[Region pointing data]

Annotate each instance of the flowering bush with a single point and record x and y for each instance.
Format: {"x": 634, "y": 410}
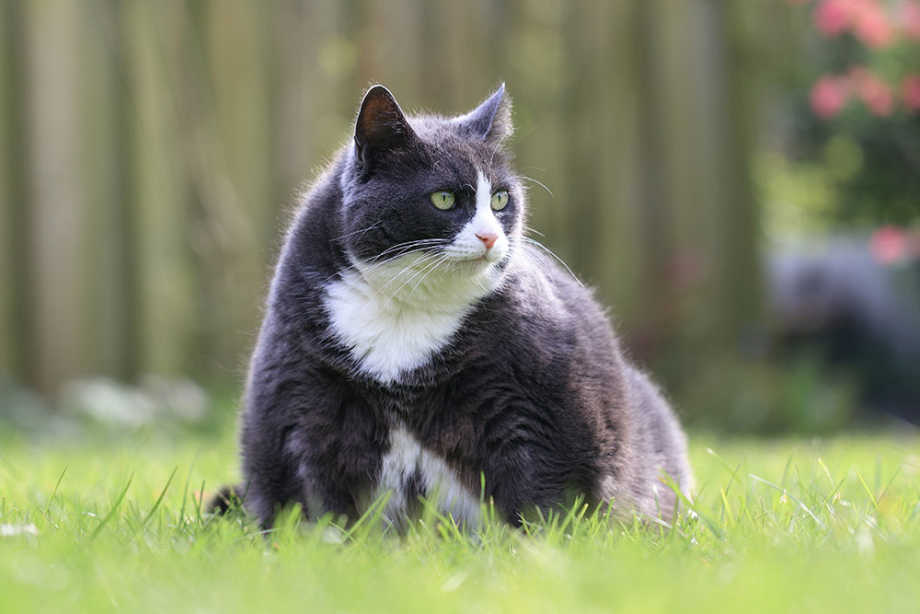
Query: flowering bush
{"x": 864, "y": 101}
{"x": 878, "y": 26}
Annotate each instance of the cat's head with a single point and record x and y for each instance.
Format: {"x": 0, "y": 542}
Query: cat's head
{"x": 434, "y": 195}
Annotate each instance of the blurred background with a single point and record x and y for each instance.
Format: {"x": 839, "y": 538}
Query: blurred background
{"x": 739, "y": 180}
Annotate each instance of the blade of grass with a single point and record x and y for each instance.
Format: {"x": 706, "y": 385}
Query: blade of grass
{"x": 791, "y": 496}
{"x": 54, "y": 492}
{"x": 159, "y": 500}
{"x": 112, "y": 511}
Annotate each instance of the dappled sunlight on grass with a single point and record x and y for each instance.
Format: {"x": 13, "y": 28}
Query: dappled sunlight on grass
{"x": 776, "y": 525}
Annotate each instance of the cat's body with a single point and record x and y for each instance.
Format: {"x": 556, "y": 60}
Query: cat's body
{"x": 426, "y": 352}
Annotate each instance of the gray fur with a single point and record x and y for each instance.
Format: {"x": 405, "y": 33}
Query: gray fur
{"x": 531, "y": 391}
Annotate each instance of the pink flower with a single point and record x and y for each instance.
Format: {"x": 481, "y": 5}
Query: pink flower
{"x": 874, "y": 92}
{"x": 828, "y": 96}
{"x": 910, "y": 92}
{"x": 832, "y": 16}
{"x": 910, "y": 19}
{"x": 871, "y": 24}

--

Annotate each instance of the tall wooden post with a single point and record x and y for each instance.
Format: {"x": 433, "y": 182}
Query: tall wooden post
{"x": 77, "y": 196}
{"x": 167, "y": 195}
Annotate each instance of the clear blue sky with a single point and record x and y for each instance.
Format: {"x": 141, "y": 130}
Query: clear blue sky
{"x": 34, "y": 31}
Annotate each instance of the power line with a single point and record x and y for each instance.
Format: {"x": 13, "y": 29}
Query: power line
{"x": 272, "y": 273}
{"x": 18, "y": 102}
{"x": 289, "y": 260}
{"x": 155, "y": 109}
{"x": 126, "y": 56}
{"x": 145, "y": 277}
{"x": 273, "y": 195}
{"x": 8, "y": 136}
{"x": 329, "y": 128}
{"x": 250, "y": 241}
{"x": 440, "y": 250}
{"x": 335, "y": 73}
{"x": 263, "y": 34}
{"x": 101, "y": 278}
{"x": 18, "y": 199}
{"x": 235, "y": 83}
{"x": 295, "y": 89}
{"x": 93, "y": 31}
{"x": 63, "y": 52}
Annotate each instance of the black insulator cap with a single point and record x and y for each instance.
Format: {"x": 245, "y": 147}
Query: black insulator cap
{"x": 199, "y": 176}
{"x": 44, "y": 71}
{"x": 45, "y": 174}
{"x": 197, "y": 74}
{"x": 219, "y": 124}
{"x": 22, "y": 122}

- _What is expected_
Only lines containing "Format" belong in the answer; copy every such line from the records.

- _Exercise response_
Format: {"x": 634, "y": 410}
Format: {"x": 0, "y": 542}
Format: {"x": 839, "y": 538}
Format: {"x": 706, "y": 385}
Format: {"x": 13, "y": 28}
Format: {"x": 556, "y": 60}
Format: {"x": 405, "y": 33}
Format: {"x": 481, "y": 5}
Format: {"x": 433, "y": 182}
Format: {"x": 141, "y": 130}
Format: {"x": 13, "y": 29}
Format: {"x": 245, "y": 147}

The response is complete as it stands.